MATERIAL SUPPLIED:
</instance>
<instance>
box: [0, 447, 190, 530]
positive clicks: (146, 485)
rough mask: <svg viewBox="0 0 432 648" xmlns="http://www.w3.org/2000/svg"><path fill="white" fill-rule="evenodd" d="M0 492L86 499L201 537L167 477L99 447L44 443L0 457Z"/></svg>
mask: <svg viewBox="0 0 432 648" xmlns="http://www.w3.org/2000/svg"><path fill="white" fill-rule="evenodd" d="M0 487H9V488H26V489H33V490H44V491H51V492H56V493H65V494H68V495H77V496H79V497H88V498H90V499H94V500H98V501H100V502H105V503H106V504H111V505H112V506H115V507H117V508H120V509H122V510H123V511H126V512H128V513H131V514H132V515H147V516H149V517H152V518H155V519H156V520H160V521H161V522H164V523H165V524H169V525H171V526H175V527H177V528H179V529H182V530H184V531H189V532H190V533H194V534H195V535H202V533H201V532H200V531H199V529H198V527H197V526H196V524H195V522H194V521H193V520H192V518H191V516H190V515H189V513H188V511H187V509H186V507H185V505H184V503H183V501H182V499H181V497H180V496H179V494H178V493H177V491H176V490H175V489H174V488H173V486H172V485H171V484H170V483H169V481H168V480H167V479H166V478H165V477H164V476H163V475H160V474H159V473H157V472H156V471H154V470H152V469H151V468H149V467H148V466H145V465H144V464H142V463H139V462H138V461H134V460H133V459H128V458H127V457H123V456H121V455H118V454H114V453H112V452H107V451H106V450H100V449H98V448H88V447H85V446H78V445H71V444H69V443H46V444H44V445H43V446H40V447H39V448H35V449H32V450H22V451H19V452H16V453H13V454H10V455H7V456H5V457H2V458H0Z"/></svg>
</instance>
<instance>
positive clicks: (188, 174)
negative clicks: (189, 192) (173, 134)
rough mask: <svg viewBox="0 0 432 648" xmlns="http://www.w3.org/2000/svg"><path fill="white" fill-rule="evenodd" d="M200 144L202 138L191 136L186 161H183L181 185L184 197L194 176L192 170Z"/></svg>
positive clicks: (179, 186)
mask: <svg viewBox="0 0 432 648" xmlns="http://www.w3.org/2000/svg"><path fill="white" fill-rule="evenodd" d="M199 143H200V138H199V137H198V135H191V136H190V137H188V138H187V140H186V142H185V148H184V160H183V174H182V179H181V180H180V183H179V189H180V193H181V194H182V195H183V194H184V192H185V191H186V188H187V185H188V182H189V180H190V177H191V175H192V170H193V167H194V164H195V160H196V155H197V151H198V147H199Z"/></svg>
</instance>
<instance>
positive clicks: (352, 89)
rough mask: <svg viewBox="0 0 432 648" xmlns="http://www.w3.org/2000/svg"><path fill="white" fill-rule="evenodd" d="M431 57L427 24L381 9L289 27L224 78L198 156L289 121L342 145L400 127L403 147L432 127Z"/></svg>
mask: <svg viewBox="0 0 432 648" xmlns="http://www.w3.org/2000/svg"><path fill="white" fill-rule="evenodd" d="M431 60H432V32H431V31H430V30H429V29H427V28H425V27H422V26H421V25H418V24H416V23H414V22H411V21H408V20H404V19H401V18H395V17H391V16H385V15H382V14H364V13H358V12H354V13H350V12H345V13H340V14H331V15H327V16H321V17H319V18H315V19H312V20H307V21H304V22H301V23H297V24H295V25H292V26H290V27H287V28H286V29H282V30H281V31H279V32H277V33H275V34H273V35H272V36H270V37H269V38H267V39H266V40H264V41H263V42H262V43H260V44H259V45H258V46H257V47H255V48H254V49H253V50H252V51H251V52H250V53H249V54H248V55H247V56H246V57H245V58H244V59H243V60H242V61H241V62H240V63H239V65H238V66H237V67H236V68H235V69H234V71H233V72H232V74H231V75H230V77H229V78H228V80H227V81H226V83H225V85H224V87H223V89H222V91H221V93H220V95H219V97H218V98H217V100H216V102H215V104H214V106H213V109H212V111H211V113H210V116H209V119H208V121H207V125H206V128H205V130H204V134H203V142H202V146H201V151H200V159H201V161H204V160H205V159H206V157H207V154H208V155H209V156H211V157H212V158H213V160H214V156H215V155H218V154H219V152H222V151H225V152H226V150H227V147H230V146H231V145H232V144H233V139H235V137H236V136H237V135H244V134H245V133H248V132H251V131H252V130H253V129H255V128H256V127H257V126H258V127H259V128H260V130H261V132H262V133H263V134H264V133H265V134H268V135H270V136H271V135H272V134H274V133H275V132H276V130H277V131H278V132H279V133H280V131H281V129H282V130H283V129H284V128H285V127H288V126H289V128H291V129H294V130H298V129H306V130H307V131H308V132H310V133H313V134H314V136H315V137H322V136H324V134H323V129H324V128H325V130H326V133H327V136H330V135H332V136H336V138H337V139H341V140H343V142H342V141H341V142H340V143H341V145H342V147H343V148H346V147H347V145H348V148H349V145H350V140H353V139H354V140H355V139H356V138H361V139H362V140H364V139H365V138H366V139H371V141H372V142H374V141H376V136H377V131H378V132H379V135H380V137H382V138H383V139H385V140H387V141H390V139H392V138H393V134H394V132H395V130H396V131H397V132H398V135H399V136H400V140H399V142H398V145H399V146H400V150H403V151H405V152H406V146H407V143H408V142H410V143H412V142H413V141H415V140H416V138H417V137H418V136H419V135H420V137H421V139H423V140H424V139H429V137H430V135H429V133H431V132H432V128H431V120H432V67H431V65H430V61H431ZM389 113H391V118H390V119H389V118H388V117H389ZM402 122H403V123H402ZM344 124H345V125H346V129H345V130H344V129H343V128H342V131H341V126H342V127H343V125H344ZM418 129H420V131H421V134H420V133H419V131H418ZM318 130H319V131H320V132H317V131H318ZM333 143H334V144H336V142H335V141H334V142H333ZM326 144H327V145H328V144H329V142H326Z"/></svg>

THE TASK: Count the lines of the entries above that contain the string "clicks". Give only the number.

RESULT OF THE TASK: 5